=== Begin Enclosure ===
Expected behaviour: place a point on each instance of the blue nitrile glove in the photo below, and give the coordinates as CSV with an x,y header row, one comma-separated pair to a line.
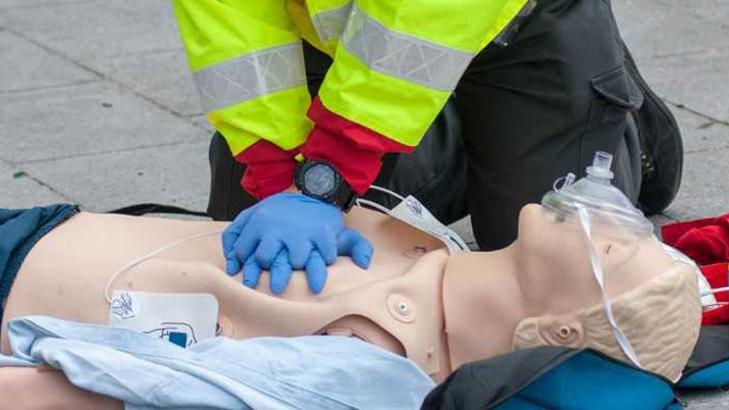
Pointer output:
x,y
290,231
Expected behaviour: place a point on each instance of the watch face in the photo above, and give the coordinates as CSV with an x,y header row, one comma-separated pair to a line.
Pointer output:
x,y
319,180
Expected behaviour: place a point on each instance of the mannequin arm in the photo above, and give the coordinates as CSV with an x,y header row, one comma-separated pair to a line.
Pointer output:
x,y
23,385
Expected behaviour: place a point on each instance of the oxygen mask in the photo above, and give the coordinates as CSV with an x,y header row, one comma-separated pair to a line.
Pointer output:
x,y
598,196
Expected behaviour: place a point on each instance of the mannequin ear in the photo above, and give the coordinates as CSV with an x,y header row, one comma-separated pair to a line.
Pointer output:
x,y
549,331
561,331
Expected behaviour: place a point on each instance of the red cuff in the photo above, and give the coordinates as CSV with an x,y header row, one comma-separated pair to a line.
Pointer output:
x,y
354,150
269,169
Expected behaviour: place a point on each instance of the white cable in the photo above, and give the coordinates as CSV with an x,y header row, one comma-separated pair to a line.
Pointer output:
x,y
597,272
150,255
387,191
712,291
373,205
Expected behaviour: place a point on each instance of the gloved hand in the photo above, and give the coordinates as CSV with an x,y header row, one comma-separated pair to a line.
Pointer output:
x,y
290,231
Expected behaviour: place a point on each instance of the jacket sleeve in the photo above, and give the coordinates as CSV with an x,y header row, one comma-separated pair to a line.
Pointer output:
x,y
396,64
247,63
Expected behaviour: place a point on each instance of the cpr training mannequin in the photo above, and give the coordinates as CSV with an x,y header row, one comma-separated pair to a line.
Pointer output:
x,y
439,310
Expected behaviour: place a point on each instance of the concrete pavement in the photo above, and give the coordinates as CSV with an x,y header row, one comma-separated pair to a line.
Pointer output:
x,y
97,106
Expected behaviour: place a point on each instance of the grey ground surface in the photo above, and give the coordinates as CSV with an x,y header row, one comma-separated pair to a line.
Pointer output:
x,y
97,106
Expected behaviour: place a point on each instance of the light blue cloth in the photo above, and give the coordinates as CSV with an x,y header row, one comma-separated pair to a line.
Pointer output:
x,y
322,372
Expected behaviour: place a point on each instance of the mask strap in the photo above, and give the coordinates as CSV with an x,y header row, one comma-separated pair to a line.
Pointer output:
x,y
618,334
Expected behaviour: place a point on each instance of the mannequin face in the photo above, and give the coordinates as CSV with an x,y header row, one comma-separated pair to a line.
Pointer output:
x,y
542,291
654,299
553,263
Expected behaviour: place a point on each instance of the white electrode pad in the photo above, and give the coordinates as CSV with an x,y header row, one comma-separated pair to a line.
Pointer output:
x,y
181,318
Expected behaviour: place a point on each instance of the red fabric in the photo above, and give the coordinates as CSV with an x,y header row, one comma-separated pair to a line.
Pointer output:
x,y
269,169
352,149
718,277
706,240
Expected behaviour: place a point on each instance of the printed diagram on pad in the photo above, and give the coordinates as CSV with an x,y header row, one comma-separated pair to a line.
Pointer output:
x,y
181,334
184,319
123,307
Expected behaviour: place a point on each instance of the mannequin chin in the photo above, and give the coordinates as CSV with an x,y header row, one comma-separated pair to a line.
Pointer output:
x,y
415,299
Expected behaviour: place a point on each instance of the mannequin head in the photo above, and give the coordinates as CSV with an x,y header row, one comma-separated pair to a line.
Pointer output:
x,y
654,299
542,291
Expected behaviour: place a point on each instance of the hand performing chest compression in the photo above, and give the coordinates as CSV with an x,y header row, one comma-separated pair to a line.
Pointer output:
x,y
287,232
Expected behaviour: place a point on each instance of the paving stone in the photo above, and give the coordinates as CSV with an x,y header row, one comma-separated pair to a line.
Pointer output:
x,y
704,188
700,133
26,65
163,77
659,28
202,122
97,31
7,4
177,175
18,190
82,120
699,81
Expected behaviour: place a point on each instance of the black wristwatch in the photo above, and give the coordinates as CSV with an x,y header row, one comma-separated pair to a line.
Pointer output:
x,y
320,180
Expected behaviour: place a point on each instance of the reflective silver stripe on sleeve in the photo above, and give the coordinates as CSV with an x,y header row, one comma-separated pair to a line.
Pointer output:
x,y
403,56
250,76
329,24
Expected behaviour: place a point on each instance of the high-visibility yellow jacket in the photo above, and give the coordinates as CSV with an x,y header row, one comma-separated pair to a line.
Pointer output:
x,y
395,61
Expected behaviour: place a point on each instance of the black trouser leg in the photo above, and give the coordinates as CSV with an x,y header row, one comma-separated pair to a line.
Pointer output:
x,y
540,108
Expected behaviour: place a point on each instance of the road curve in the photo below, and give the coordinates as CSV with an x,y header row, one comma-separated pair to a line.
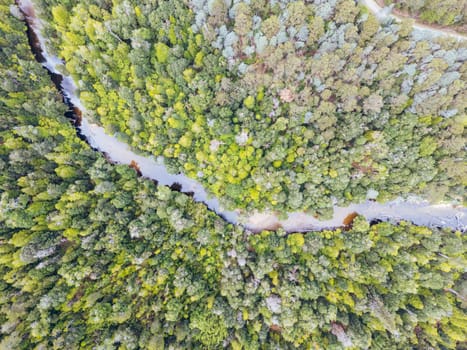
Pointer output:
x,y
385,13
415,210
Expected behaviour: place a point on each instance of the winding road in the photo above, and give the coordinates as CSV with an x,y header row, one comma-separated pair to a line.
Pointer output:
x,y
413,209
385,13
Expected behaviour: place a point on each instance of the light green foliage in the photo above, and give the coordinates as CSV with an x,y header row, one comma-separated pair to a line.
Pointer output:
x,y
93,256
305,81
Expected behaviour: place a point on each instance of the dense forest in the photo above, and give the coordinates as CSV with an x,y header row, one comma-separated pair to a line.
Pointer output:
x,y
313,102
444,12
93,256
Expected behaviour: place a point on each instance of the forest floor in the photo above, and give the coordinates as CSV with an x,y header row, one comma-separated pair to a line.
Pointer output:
=== End Enclosure ===
Assignment ▸ When a line contains the string "mannequin", count that line; once every line of the records has been checked, state the count alone.

Your response ▸ 6